# DOCUMENT PASSAGE
== Segment start ==
According to FBI experts, the Harvey's bomb remains the most complex improvised explosive device they have examined, and a replica of "the machine", as the extortionists called it, was still used in FBI training as of 2009.

Birges was investigated as a possible suspect due to his white van being identified as being in nearby South Lake Tahoe at the time of the bombing. Birges was eventually arrested based on a tip. One of his sons had revealed to his then-girlfriend that his father had placed a bomb in Harvey's. After the two broke up, she was on a date with another man when they heard about a reward for information, and she informed her new boyfriend about Birges. This man then called the FBI.

==Pleas and convictions==
John Birges' two sons both entered pleas of guilty in 1981 for their roles in the bombing, serving no prison time in exchange for testifying against their father. Birges was convicted in 1982 and sentenced to life in prison without parole.

Birges' two accomplices who delivered the bomb to Harvey's were convicted and subsequently sentenced: Terry Lee Hall, in 1982, of conspiracy and interstate transport of explosives with a sentence of seven years in prison; and Hall's father-in-law Willis "Bill" Brown, who entered a plea of guilty in exchange for a sentence of seven years in prison.

In 1983, the final defendant, Ella Joan Williams, who was a former California probation officer and Birges' girlfriend, was named by prosecutors as the typist of the extortion letter and convicted of attempted extortion, conspiracy, and interstate travel in aid of extortion. In 1984, Williams' initial conviction was overturned on appeal. In May 1985, Williams pled guilty to being an accessory in the extortion-bombing and received a recommendation for parole from prosecutors.

On August 28, 1996, at the age of 74, Birges died of liver cancer at the Southern Nevada Correctional Center, 16 years and a day after the bombing.
== Segment end ==
# THINGS TO DO
**a)** In the passage about the Harvey's bombing, what sentence did John Birges receive when he was convicted in 1982?
**b)** List every person mentioned by name in the passage about the Harvey's bombing.

Items from a data source:
== Segment start ==
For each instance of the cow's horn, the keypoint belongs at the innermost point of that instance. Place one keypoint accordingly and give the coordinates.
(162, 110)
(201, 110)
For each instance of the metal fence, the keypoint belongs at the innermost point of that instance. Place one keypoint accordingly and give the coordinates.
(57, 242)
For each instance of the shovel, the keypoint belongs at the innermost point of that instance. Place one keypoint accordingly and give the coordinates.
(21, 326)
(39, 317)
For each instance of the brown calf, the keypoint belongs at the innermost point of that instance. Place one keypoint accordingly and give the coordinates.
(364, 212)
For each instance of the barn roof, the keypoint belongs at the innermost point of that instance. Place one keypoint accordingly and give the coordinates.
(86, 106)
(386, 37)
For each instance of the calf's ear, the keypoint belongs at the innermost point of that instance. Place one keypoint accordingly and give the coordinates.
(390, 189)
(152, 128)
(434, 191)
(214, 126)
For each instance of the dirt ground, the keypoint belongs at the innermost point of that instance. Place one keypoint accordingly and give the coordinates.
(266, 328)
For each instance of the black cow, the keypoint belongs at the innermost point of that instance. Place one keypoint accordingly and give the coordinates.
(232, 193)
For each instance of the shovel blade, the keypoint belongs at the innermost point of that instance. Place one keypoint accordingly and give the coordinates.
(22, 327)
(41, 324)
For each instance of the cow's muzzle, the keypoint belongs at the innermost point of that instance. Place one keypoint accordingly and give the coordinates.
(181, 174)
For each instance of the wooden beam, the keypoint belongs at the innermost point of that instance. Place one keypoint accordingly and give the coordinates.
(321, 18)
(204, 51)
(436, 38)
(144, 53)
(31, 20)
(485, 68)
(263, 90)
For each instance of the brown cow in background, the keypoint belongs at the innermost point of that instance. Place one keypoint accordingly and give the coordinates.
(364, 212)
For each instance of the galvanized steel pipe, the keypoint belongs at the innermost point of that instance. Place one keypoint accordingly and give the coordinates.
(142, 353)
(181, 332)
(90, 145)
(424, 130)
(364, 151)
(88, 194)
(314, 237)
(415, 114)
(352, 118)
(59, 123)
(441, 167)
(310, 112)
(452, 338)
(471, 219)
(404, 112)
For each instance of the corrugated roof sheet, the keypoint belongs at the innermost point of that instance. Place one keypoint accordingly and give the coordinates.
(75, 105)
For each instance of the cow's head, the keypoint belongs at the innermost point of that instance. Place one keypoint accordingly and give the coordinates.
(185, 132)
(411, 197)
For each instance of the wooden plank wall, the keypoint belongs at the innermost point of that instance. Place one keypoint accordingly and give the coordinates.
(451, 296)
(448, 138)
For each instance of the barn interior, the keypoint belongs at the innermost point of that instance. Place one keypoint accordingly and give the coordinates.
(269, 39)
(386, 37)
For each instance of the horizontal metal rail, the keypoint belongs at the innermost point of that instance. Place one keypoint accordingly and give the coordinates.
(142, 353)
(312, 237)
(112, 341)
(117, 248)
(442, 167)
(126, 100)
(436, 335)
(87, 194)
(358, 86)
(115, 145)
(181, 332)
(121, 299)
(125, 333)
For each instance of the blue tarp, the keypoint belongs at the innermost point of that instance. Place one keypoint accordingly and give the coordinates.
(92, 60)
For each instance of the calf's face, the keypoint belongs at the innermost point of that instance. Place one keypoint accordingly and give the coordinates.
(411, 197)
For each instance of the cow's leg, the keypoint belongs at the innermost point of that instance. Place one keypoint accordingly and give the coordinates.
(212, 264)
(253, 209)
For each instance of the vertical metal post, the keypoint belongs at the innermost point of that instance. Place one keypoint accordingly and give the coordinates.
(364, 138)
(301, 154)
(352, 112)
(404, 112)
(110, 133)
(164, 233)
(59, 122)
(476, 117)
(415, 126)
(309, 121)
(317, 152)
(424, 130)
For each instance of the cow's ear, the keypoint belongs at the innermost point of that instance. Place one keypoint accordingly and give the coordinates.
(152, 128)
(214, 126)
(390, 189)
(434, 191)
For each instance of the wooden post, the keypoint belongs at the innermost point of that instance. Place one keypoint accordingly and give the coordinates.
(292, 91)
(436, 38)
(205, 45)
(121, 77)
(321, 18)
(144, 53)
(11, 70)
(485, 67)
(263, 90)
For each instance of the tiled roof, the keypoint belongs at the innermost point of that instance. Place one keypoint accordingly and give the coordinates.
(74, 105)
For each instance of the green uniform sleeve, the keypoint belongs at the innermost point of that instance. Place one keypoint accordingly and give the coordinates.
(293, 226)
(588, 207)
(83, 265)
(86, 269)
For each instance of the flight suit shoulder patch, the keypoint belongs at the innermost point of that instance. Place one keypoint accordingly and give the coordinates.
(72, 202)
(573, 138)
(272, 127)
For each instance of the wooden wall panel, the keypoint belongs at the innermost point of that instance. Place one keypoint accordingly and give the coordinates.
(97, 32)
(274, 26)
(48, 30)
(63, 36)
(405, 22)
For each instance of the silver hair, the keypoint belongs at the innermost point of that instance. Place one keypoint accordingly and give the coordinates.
== Segment end ==
== Segment start ==
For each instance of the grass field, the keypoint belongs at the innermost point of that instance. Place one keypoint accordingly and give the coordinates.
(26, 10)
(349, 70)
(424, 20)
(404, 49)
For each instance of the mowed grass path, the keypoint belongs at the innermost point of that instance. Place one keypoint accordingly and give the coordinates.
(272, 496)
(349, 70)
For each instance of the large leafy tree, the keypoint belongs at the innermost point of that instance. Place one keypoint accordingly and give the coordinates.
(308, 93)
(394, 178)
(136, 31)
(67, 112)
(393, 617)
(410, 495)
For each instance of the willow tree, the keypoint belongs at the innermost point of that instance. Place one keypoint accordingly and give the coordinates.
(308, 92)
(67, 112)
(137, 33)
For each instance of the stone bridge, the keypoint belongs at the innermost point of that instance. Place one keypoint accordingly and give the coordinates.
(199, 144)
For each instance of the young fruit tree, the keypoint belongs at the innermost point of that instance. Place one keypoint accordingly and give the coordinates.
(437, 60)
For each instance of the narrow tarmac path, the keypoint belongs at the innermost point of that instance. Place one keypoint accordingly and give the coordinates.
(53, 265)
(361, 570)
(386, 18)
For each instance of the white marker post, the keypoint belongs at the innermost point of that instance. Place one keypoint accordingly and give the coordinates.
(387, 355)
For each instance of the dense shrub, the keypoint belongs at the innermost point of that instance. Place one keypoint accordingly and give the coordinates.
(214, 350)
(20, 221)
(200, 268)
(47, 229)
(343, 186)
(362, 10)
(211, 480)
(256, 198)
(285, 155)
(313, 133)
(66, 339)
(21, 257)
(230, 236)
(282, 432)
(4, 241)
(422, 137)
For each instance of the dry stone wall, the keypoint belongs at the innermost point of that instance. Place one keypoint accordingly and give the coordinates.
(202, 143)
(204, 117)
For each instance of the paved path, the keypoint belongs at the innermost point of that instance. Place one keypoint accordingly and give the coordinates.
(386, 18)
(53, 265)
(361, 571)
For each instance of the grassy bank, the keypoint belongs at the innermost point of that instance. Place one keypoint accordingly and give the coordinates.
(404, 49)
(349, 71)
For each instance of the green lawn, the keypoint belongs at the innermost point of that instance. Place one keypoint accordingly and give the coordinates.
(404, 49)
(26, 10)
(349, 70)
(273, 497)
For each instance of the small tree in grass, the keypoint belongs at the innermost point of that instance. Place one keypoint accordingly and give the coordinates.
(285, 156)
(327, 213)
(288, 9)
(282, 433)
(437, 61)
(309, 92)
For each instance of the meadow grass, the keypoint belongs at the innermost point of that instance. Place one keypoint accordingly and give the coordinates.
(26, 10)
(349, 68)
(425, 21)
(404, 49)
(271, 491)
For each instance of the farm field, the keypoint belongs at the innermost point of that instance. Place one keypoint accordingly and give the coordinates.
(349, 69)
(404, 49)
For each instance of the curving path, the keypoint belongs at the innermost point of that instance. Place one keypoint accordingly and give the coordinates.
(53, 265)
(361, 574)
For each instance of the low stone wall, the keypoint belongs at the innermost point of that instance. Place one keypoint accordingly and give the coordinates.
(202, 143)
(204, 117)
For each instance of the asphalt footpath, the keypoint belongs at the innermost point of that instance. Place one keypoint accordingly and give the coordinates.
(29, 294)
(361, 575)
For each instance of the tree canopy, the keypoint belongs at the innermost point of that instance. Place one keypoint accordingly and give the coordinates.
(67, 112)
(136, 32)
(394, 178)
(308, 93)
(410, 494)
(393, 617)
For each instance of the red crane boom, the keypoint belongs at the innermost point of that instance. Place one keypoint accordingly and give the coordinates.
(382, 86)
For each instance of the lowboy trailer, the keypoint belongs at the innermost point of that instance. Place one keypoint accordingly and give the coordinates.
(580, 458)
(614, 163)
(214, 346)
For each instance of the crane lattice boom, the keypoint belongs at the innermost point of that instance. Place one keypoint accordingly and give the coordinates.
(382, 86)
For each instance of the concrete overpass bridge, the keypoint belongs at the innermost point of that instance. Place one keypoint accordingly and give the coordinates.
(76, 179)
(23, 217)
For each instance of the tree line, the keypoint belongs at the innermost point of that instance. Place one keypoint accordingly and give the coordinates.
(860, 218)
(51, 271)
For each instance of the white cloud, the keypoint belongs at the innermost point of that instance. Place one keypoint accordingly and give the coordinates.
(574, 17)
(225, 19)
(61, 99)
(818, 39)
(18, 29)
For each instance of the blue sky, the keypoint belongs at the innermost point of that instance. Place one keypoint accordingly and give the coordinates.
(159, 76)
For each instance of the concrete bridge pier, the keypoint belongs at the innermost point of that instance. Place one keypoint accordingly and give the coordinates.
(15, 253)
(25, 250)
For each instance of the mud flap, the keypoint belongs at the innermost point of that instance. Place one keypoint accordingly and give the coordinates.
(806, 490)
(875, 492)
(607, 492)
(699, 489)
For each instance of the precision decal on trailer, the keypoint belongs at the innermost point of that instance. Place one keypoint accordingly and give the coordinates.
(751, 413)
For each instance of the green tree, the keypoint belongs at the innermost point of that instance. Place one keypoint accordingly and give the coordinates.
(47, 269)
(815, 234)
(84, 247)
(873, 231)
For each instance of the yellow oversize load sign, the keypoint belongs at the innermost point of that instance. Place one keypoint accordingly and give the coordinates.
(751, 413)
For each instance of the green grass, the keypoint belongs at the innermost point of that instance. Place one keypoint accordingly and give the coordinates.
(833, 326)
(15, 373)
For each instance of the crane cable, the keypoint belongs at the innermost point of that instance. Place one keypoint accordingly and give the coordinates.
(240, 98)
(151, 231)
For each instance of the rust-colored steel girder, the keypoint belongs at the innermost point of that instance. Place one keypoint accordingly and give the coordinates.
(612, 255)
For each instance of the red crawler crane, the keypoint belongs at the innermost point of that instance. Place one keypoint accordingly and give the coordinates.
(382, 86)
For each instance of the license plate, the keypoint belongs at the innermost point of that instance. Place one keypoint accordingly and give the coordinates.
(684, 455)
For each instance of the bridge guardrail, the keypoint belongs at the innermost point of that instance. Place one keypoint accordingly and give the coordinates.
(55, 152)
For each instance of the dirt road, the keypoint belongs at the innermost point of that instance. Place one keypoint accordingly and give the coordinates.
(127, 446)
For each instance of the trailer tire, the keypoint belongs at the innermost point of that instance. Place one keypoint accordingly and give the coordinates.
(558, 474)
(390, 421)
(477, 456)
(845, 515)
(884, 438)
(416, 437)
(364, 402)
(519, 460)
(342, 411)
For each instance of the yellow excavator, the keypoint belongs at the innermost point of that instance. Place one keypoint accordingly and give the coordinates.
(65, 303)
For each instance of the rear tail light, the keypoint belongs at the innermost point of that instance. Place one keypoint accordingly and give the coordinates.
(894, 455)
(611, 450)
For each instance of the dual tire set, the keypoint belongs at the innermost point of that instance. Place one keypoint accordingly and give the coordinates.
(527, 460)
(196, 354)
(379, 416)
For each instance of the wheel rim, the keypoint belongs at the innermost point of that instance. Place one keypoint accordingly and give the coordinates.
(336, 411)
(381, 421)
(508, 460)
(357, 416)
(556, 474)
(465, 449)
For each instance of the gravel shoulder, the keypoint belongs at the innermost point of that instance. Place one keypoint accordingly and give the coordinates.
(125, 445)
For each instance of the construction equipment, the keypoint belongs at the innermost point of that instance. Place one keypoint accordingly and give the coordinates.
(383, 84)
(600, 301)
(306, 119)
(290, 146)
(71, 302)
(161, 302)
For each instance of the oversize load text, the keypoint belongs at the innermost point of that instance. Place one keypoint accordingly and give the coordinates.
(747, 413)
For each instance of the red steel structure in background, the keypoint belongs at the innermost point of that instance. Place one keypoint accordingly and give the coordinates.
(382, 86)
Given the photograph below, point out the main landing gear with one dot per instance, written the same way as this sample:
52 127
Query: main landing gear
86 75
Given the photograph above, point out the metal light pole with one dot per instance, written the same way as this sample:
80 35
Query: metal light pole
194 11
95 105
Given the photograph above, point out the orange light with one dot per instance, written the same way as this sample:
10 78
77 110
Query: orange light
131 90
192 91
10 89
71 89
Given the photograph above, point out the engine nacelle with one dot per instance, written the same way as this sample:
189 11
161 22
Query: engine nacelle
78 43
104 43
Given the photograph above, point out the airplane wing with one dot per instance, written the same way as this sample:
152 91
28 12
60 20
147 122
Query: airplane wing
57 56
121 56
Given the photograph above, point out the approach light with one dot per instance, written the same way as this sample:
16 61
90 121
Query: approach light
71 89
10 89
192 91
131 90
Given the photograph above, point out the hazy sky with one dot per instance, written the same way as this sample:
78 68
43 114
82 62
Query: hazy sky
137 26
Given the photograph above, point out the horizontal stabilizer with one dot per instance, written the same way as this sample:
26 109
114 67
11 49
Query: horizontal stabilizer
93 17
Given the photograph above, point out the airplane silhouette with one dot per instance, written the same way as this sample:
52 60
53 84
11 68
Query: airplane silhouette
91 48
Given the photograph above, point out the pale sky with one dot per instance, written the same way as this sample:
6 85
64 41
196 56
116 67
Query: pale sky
== Segment end ==
# RESULTS OF THE TASKS
**a)** Life in prison without parole.

**b)** John Birges, Terry Lee Hall, Willis "Bill" Brown, Ella Joan Williams